**Exercise**
Could you write out the items again, requests included, from the start through the line containing "<point>717,550</point>" (that line included), and shift both coordinates of every answer point by -106, leaving the sample points untouched?
# # # # # # #
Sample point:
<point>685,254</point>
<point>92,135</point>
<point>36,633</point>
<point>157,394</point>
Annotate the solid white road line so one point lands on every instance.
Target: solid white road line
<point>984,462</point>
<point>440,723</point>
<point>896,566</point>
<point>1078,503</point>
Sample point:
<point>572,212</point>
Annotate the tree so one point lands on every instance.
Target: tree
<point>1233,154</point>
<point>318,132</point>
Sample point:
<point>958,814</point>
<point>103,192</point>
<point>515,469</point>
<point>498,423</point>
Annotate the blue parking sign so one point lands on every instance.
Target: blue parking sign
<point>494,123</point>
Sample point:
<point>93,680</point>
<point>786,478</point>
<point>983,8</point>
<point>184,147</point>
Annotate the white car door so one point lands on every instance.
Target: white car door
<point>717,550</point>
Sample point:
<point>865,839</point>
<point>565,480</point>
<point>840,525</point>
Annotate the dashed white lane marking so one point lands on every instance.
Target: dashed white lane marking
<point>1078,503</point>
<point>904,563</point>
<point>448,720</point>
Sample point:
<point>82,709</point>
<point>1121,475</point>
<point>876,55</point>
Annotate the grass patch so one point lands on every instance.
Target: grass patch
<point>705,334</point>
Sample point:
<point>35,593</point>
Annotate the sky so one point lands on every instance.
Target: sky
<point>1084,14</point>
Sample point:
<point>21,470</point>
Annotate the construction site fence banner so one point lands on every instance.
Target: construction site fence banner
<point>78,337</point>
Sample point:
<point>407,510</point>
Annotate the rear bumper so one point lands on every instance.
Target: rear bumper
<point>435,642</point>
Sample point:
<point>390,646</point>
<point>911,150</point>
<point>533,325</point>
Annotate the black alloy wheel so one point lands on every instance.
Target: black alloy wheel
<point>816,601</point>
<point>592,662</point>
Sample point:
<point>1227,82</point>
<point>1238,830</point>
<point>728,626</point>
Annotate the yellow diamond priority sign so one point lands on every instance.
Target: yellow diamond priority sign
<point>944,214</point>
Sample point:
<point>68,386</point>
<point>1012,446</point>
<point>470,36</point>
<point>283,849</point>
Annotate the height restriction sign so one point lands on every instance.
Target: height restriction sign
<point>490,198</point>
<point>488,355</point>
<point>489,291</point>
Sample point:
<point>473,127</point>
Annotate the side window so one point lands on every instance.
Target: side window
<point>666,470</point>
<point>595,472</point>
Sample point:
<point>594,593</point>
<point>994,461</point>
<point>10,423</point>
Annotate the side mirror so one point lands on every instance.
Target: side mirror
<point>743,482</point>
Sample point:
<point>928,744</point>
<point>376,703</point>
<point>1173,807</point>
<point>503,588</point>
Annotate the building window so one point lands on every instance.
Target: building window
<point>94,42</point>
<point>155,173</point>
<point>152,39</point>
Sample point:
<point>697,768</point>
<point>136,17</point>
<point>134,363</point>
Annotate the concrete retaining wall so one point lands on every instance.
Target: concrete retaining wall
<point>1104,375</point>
# # # # # # #
**Solution for this exercise**
Sample point:
<point>685,254</point>
<point>92,135</point>
<point>36,633</point>
<point>157,394</point>
Annotate the solid white road line so one point lands on every instance.
Target: solid white road line
<point>878,356</point>
<point>334,617</point>
<point>790,460</point>
<point>972,397</point>
Sample point:
<point>572,212</point>
Annotate the tree so one point lands on every instance.
Target: tree
<point>1127,48</point>
<point>212,26</point>
Sample point:
<point>958,814</point>
<point>103,192</point>
<point>515,469</point>
<point>498,423</point>
Annotate the blue parking sign so one point lands on every instance.
Target: blue parking sign
<point>388,17</point>
Sample point:
<point>93,680</point>
<point>786,478</point>
<point>983,8</point>
<point>184,147</point>
Annotate the white car door so one point lands on every instance.
Target: white car door
<point>611,444</point>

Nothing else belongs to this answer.